Records from a data collection:
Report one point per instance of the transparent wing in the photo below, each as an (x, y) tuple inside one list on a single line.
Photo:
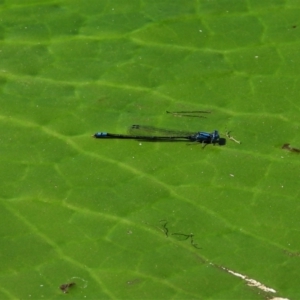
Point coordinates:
[(142, 130)]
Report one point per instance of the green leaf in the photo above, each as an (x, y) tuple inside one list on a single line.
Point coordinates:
[(129, 219)]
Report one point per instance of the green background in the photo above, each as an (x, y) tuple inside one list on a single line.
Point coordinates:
[(77, 209)]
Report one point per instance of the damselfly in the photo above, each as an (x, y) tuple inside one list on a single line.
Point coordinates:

ABOUT THIS EXERCISE
Only the lines containing "single" are needed; copy each of them from the data.

OUTPUT FOR THIS TASK
Report one point per instance of the transparent wing in the photo below, each as an (x, y) tuple inside one list on a single line.
Report one point per instance of the green leaf in the photo above, each as an (x, y) tuple inside one list on a single line.
Report one point per instance of the green background in the photo above, each as an (x, y) tuple inside one list on a single line.
Report one point per instance of the damselfly in the photo above, each as an (x, y) tuple inside one list on a single line.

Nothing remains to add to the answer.